The request:
Starting at the line that contains "the sky, put" and stopping after the last line below, write out every line again, changing only the point coordinates in the answers: multiply each by 1.9 and round to a whole number, with halves rounded up. Leave the pictures out.

Stored data:
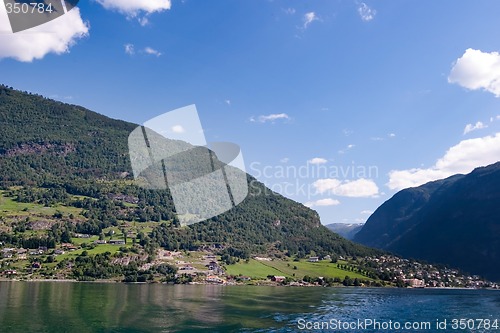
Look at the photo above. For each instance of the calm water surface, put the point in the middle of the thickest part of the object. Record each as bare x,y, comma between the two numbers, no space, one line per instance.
92,307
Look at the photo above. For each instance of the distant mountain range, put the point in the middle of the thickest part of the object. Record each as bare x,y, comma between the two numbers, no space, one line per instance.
454,221
346,230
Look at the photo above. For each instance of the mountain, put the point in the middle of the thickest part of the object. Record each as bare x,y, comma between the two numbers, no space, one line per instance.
454,221
346,230
71,159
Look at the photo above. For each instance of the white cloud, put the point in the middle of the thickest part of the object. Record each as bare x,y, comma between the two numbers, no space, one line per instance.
149,50
129,49
360,188
477,70
178,129
470,127
366,13
143,21
322,203
270,117
309,18
461,158
317,160
56,36
134,7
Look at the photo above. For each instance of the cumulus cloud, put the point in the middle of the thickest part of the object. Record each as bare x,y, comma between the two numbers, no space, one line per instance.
317,160
150,50
474,127
309,18
477,70
366,13
129,49
134,7
322,203
270,117
461,158
56,36
360,188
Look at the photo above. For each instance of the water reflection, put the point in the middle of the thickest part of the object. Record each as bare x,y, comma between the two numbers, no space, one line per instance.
93,307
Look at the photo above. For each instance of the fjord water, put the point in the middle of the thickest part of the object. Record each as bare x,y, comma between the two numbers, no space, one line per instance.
107,307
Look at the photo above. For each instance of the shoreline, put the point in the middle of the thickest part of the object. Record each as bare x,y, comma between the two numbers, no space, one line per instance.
2,280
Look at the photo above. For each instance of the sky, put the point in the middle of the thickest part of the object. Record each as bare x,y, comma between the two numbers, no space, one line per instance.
335,104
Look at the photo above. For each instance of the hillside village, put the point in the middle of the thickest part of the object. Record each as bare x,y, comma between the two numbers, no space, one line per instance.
131,263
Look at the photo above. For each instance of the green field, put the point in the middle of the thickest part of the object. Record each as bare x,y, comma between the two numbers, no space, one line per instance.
261,269
9,207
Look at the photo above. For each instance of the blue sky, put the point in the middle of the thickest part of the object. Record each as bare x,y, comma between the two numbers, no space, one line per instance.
375,96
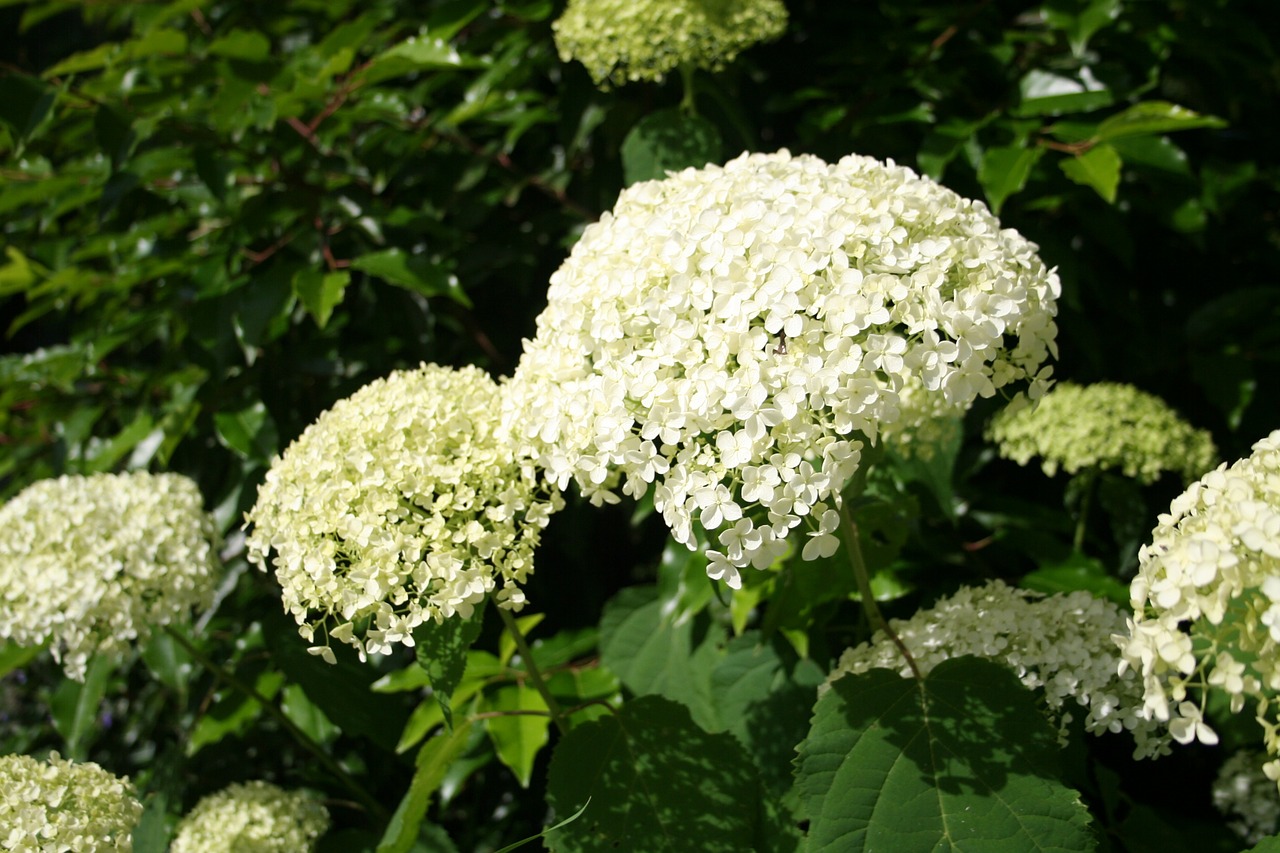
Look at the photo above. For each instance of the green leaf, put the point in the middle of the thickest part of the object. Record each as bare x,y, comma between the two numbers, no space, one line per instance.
960,761
1098,168
433,761
320,292
1005,170
656,781
440,649
416,54
667,141
652,651
414,273
1150,118
519,738
250,432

Problem solution:
Look at the photo above. For each instance of the sky, put the point in the middle of the thickest part of the object. Record each as bare x,y, comma between the two numbers, no space, one line per instance.
637,198
Look at the photo above. For each instance of the hillside village, put the point in the middle of the thickest part of the object. Record each as bare x,y, comma between the two numbers, no space, one line per instance.
249,500
Look at the photo above. For each instance of the green field, put the point in the middle of the thickest part of the object. Record each as bare x,y, comma between the two numbers, no space, one line per instance.
496,511
17,393
Look at the photo above. For each instance of the blue sky, put the point in the middle of the thickest part of the object. Record each as bare x,y, comma between the two numbers, no space, one line per instance.
713,182
Look at the photo above. For each instance of the green leaf, put the point in the middle of the thickest part of the object. Record each as bare x,y, comma between the two numbers, no space, one line per instance.
1824,1446
2086,319
823,1446
608,555
1910,323
1246,1484
836,1233
790,103
1267,268
1239,1237
787,519
2185,224
986,1402
475,821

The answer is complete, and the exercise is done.